# start of Document

Re: [PATCH rdma-core 07/14] mlx4: Update to use new udma write barriers

Jason Gunthorpe <jgunthorpe@xxxxxxxxxxxxxxxxxxxx> · Thu, 9 Mar 2017 10:03:20 -0700

On Thu, Mar 09, 2017 at 05:42:19PM +0200, Yishai Hadas wrote:

> >The counter point is that the unlock macro can combine the WC flushing
> >barrier with the spinlock atomics, reducing the amount of global
> >fencing. If you remove the macro your remove that optimization.
> 
> The optimization is done as part of mmio_wc_spinlock() for X86, this macro
> is still used.

I'm talking about optimizing the unlock too.

The x86 definition probably requires the unlock to flush the WC
buffers just like for the lock, so avoiding the unlocking SFENCE
entirely will increase throughput further, but with a bit more latency
till flush.

> >Why not do this:
> >
> >-               mlx4_bf_copy(ctx->bf_page + ctx->bf_offset, (unsigned long *) ctrl,
> >-                            align(size * 16, 64));
> >-
> >+               tmp_bf_offset = ctx->bf_offset;
> >                ctx->bf_offset ^= ctx->bf_buf_size;
> 
> The above 2 commands are still delaying the writing to the NIC comparing the
> original code where it was done in one command after mlx4_bf_copy().

It so simple, look at the assembly, my version eliminates an extra
load, for instance. So we get once 'cycle' better on throughput and
one cycle worse on latency to SFENCE.

But.. This routine was obviously never written to optimize latency to
SFENCE, eg why isn't '++qp->sq.head;' pushed to after the SFENCE if
that is so important? But again, pushing it after will improve
latency, hurt throughput.

# end of Document

=== Required actions ===
• a. For each statement below, say yes or no depending on whether it agrees with the mlx4 barrier thread, and quote the words from the thread that decide it.
(i) Yishai Hadas states that the optimization for X86 is done in mmio_wc_spinlock().
(ii) Jason Gunthorpe says his version adds an extra load.
(iii) Jason Gunthorpe says that moving '++qp->sq.head;' after the SFENCE would hurt latency.
• b. Write the next part of the mlx4 barrier thread, picking up right after its final sentence.

# start of Data excerpts

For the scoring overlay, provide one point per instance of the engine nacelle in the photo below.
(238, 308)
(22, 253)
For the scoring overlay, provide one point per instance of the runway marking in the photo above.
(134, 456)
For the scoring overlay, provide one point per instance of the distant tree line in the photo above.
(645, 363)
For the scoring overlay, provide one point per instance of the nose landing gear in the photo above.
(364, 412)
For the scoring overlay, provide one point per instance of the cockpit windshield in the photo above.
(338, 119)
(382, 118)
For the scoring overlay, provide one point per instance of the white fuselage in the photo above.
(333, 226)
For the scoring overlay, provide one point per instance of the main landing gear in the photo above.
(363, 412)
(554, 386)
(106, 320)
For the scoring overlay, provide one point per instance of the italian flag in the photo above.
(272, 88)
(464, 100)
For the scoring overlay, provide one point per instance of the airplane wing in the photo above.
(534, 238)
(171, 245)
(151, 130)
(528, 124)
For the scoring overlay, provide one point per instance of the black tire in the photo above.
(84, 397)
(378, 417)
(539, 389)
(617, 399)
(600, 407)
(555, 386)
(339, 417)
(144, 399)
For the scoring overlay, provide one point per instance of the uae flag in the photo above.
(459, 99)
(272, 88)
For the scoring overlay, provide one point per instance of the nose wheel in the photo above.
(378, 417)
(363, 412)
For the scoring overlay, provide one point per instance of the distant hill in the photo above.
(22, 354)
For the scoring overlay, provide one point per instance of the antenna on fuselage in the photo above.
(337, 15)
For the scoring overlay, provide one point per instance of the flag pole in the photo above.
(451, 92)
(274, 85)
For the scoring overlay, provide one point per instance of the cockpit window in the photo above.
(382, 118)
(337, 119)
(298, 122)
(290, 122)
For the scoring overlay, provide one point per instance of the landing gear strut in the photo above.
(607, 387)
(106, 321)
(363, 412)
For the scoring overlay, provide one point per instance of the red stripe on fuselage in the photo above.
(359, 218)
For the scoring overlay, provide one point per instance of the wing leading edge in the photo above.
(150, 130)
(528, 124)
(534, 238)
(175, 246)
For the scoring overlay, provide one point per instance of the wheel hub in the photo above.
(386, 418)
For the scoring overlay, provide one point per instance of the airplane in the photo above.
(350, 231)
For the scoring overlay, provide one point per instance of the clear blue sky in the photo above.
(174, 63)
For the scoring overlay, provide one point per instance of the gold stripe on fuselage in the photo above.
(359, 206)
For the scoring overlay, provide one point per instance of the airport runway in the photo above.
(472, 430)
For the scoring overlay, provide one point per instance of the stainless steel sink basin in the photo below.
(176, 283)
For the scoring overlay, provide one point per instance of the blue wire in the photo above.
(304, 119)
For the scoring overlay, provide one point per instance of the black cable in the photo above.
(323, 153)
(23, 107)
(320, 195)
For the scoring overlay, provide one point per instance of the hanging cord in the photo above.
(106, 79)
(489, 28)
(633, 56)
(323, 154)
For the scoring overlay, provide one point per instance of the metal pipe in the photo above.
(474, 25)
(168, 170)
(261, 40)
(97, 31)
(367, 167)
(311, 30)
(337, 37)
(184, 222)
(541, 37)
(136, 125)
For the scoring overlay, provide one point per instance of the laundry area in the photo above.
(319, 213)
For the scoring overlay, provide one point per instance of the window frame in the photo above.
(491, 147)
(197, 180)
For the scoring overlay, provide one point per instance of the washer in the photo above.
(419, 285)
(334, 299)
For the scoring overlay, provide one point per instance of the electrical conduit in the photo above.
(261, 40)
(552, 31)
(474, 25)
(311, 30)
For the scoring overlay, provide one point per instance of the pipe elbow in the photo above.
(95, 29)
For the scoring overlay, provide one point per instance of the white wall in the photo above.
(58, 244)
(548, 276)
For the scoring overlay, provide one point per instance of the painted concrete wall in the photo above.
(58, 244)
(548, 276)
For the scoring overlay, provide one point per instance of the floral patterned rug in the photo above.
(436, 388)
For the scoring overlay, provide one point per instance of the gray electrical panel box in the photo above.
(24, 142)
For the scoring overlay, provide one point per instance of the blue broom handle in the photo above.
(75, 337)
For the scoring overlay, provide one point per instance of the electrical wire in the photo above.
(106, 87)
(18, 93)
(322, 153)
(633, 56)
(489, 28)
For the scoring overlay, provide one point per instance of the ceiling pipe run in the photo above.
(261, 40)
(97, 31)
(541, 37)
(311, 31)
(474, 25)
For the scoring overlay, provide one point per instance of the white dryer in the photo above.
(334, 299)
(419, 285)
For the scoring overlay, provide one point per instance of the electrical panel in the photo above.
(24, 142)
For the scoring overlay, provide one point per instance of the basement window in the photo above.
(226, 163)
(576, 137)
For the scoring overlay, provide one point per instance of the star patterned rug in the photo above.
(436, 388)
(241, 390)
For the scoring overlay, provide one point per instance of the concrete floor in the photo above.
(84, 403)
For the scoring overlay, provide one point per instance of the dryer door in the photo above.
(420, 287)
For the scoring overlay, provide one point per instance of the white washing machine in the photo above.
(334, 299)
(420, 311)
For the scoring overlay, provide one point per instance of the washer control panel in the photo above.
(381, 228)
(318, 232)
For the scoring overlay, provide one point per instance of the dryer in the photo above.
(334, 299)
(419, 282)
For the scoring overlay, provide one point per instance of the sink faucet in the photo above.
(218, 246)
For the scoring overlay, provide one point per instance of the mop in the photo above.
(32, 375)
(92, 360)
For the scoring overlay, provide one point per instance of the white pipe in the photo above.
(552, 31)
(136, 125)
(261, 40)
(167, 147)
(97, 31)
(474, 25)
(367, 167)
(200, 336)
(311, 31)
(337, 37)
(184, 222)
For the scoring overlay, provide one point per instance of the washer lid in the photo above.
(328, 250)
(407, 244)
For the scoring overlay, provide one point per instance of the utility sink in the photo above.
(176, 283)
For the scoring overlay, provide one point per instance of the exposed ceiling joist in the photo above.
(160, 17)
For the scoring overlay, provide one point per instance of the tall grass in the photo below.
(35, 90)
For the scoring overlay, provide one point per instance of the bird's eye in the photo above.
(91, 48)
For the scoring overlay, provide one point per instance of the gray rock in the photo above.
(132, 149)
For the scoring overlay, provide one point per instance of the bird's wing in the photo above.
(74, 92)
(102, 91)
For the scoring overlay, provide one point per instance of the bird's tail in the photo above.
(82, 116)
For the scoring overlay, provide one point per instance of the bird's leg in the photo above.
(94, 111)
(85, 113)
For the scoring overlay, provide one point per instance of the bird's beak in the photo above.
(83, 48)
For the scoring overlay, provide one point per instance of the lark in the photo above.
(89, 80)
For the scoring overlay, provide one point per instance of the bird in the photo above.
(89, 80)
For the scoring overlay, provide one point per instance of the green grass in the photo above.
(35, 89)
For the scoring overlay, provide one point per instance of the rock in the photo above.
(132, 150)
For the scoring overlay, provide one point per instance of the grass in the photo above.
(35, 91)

# end of Data excerpts

=== Exercise responses ===
• a.
(i) Yes: "The optimization is done as part of mmio_wc_spinlock() for X86"
(ii) No: "my version eliminates an extra load"
(iii) No: "pushing it after will improve latency, hurt throughput."

• b.
.. and if you are so concerned about latency to SFENCE you should be
super excited about the barrier changes I sent you, as those will
improve that by a few cycles also.

I honestly think you are trying far too much to pointlessly preserve
the exact original code...

If you want to wreck the API like this, I would rather do it supported
by actual numbers. Add some TSC measurements in this area and see what
the different scenarios cost.

IMHO this stuff is already hard enough, having a simple to use,
symmetric API is more valuable.

> +/* Higher Level primitives */

If you are going to send this a patch please include my updated
comment.

> +/* Do mmio_wc_start and grab a spinlock */
> +static inline void mmio_wc_spinlock(pthread_spinlock_t *lock)
> +{
> +       pthread_spin_lock(lock);
> +#if !defined(__i386__) && !defined(__x86_64__)
> +       /* For x86 the serialization within the spin lock is enough to
> +        * strongly order WC and other memory types. */
> +       mmio_wc_start();
> +#endif

I would like to see the unlock inline still present in the header for
clarity to the reader what the expected pattern is, and a comment in
mlx4/mlx5 indicating they are not using the unlock macro directly to
try and reduce latency to the flush.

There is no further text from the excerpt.